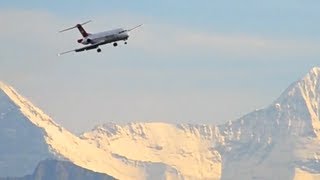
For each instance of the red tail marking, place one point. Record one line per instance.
(82, 31)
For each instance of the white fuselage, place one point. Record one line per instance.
(106, 36)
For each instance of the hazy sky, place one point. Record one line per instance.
(193, 61)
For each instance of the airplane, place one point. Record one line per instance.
(93, 41)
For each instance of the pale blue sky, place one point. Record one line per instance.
(193, 61)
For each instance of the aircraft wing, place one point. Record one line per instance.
(85, 48)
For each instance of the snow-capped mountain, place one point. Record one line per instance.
(187, 148)
(29, 136)
(280, 141)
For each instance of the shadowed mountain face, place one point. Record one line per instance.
(20, 141)
(280, 141)
(61, 170)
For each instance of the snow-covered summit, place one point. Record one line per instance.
(280, 141)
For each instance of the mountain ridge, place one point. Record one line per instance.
(279, 141)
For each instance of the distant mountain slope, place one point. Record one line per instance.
(20, 141)
(188, 148)
(61, 170)
(52, 140)
(280, 141)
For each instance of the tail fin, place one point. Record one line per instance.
(79, 26)
(82, 31)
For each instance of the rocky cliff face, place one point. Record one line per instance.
(62, 170)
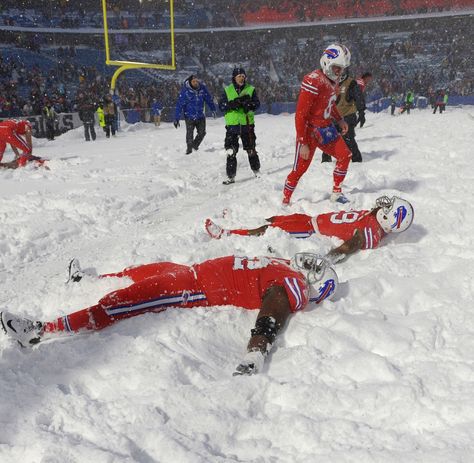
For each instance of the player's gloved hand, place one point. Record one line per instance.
(252, 363)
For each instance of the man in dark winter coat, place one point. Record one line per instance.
(351, 105)
(87, 116)
(238, 102)
(191, 101)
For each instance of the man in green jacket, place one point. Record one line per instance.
(409, 102)
(238, 103)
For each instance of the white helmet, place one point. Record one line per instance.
(321, 277)
(335, 55)
(395, 214)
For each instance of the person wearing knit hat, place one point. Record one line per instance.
(191, 101)
(239, 102)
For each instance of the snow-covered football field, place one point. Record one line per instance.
(385, 373)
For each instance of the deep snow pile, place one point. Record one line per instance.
(384, 373)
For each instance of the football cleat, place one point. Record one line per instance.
(75, 273)
(251, 364)
(214, 230)
(26, 332)
(339, 198)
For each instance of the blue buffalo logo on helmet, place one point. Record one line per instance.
(325, 290)
(399, 214)
(331, 53)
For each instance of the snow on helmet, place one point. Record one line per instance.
(23, 125)
(321, 277)
(395, 214)
(335, 55)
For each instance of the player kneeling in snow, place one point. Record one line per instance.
(275, 287)
(358, 229)
(17, 133)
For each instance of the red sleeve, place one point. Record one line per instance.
(335, 114)
(306, 99)
(372, 236)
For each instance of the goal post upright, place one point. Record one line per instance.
(125, 65)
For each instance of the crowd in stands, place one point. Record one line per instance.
(132, 14)
(439, 55)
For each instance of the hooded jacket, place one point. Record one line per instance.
(191, 101)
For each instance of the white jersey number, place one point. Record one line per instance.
(242, 263)
(344, 217)
(327, 111)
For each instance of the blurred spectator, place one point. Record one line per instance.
(50, 118)
(191, 101)
(110, 116)
(409, 102)
(87, 116)
(156, 108)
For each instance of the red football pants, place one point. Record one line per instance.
(337, 149)
(7, 135)
(155, 287)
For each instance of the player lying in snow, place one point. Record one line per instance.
(17, 133)
(275, 287)
(358, 229)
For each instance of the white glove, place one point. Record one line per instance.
(252, 363)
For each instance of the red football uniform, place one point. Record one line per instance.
(342, 225)
(316, 105)
(315, 110)
(231, 280)
(361, 83)
(10, 132)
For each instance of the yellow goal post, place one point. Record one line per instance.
(125, 65)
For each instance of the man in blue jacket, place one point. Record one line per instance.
(191, 101)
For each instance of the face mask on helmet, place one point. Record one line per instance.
(321, 277)
(335, 55)
(395, 214)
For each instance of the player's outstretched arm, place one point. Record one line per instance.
(272, 316)
(348, 247)
(8, 165)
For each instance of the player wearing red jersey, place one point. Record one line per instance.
(358, 229)
(17, 133)
(315, 112)
(275, 287)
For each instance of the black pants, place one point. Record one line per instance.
(200, 126)
(349, 138)
(109, 124)
(50, 130)
(248, 137)
(89, 131)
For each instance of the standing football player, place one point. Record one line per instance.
(358, 229)
(315, 112)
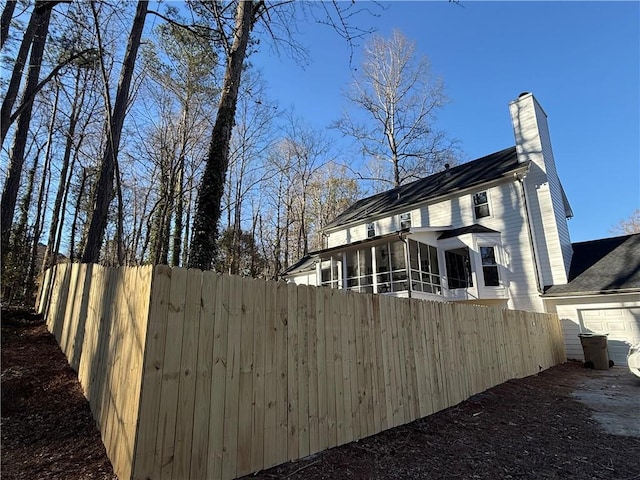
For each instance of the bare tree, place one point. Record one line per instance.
(400, 97)
(115, 122)
(37, 30)
(629, 225)
(235, 39)
(7, 14)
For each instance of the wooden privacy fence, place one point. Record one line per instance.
(202, 375)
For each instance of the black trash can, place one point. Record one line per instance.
(596, 352)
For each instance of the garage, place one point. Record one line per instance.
(621, 324)
(601, 296)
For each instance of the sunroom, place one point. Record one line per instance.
(461, 264)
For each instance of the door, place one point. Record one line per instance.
(622, 325)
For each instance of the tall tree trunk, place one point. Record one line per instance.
(187, 223)
(43, 194)
(12, 182)
(120, 220)
(179, 212)
(7, 15)
(179, 187)
(104, 193)
(41, 14)
(74, 224)
(51, 253)
(211, 190)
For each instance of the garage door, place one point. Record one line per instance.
(622, 325)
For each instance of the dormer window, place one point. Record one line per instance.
(405, 220)
(371, 230)
(481, 205)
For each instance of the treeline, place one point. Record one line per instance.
(110, 125)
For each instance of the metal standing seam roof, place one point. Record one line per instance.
(608, 265)
(475, 172)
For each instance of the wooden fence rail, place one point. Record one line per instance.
(193, 374)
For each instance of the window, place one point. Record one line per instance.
(405, 220)
(481, 205)
(489, 266)
(391, 267)
(360, 270)
(458, 268)
(425, 273)
(331, 272)
(371, 230)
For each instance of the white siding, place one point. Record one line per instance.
(506, 216)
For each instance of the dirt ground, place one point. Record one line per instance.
(532, 428)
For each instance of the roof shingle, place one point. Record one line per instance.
(607, 265)
(476, 172)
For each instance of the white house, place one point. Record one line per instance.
(492, 231)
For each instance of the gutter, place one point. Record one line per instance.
(532, 240)
(626, 291)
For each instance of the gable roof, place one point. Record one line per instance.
(608, 265)
(475, 172)
(475, 228)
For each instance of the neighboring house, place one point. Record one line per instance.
(492, 231)
(602, 296)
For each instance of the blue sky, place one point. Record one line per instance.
(580, 59)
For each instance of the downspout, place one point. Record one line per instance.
(407, 262)
(520, 178)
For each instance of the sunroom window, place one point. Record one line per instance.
(371, 230)
(360, 270)
(425, 273)
(458, 266)
(391, 269)
(489, 267)
(405, 220)
(331, 272)
(481, 205)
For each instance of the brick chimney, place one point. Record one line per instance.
(548, 207)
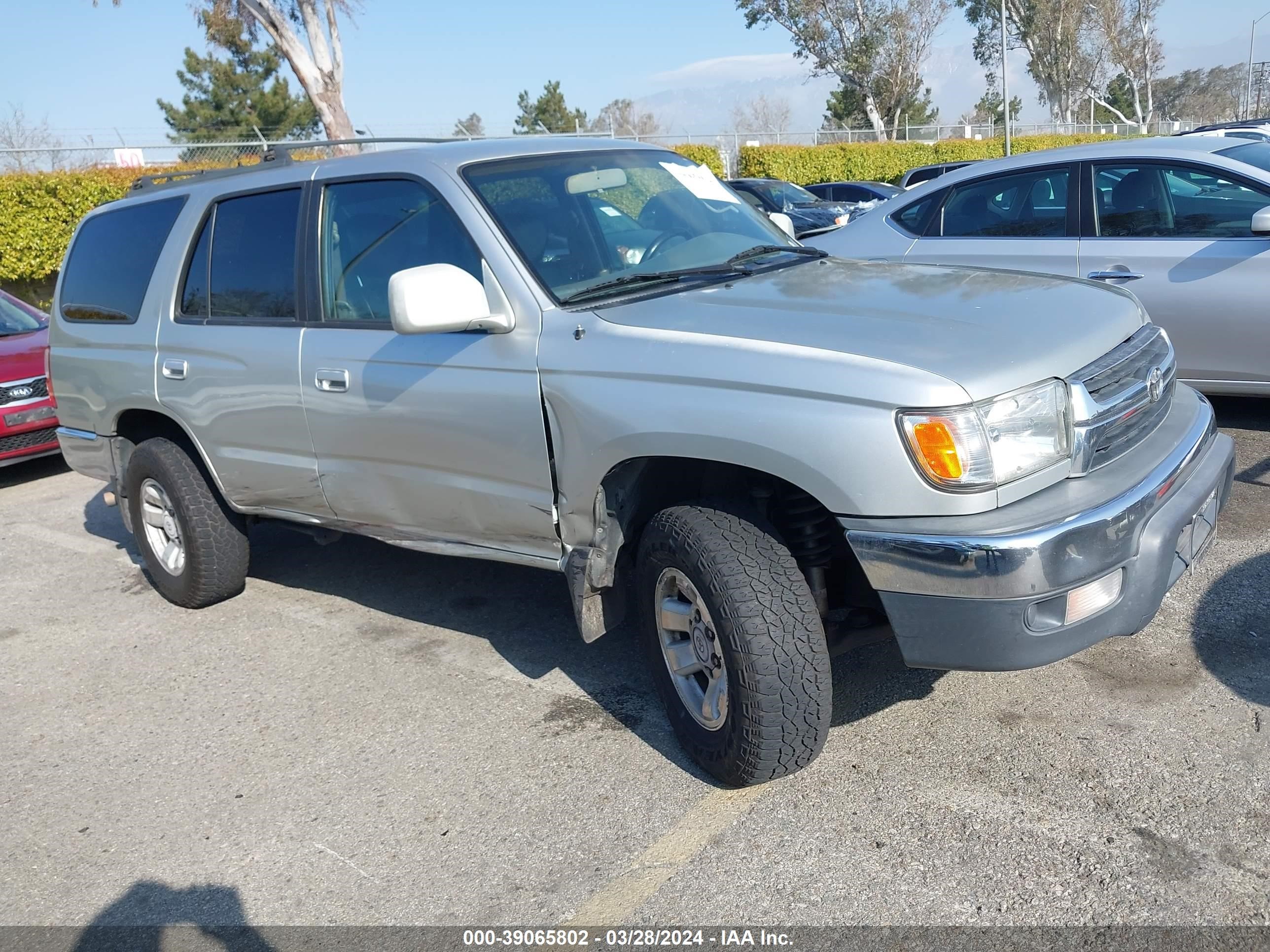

******

- Written task: Report each line of the material above that contains the word "house". Case counts.

- The output:
For each instance of the white house, place one point. Record one line per instance.
For each instance of the neighboring house, place one point. Record one line per instance.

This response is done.